[A block of data]
........

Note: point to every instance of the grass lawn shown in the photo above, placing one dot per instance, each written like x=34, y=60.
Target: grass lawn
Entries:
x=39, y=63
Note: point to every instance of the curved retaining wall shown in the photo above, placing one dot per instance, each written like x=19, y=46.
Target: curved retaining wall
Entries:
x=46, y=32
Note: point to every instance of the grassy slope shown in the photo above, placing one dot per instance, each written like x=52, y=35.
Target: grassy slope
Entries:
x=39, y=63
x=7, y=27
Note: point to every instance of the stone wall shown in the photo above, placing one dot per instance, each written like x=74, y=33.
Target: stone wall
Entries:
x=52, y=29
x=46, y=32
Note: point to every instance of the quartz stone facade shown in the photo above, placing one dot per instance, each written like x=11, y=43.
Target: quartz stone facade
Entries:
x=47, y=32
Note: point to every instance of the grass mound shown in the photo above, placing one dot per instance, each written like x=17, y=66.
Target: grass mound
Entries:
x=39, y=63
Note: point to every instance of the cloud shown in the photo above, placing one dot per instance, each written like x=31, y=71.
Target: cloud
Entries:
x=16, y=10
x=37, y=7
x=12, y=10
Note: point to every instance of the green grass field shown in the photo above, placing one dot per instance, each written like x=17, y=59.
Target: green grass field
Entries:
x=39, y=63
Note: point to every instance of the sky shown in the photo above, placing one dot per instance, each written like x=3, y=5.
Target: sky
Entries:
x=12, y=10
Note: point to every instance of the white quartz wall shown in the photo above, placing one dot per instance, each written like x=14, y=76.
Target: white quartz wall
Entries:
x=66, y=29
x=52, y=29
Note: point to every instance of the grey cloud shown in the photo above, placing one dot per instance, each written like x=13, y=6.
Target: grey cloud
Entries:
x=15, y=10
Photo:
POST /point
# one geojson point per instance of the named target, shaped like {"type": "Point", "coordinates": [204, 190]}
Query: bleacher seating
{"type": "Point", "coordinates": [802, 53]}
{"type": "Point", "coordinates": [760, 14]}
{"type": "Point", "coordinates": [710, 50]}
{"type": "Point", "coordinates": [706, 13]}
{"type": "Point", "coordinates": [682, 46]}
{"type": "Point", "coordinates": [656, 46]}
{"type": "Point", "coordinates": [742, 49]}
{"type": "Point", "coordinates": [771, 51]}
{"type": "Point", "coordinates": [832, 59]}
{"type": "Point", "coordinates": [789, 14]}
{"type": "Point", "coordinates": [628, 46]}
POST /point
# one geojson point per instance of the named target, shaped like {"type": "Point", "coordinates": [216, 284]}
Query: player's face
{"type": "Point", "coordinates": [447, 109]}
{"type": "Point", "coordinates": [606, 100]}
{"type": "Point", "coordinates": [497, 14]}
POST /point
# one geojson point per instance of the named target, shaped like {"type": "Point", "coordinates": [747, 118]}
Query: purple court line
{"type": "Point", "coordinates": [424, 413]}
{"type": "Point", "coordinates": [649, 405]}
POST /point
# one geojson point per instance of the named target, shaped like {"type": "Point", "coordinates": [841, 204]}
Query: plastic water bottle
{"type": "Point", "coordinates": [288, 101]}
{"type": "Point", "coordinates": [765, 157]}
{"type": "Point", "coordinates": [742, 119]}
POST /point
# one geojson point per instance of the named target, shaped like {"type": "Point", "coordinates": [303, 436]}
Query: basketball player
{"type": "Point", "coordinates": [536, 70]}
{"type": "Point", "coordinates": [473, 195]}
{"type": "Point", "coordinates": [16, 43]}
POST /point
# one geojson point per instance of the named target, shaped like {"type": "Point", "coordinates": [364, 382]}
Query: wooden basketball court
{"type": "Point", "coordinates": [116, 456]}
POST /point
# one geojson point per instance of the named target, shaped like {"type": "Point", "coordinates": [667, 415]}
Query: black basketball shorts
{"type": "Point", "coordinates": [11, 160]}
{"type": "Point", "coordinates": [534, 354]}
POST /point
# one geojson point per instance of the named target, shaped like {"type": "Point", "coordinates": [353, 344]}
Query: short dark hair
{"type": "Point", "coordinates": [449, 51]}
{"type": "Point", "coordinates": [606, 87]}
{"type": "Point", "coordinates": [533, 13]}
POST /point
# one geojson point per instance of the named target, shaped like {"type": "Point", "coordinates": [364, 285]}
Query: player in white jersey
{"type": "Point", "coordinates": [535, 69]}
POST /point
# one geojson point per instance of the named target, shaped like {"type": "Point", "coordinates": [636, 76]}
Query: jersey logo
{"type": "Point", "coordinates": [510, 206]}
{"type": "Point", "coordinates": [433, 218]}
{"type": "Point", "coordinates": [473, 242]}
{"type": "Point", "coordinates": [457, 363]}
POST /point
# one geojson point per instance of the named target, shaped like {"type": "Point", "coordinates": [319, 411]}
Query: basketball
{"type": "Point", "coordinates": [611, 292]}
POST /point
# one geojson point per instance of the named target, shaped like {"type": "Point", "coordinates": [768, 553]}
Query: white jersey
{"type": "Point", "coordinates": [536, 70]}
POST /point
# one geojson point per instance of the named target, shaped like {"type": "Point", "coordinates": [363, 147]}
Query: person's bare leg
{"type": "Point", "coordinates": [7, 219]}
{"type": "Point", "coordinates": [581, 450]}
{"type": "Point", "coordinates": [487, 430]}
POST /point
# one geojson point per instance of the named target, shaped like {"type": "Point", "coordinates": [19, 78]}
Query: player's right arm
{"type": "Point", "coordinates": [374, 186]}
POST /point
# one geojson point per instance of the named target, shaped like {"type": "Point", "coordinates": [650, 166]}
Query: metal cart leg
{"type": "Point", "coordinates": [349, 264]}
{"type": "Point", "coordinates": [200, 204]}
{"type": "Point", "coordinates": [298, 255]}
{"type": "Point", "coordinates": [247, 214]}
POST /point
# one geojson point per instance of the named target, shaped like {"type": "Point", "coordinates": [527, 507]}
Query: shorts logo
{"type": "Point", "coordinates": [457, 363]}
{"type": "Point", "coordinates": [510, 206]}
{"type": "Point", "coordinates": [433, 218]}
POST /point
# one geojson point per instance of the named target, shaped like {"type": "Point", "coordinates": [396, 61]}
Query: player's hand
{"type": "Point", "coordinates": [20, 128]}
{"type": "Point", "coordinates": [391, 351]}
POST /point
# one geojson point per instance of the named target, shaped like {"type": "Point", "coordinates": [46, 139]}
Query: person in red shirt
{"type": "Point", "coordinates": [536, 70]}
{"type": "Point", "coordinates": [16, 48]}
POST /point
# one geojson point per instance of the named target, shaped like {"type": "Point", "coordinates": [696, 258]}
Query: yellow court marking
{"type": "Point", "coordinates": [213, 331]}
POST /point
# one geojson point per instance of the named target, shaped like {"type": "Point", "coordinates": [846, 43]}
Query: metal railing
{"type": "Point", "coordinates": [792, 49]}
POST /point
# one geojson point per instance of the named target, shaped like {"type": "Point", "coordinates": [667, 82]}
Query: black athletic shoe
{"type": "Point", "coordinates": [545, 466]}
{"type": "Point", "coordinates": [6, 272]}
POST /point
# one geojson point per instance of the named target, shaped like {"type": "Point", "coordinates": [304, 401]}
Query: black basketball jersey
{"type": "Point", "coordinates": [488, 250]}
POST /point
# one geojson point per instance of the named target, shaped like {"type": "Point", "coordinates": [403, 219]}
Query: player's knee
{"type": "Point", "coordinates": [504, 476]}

........

Your goal ->
Can you pull out every line in the entries above that contains the word "jersey"?

Full output ->
Query: player in white jersey
Query: jersey logo
Query: white jersey
Query: black basketball jersey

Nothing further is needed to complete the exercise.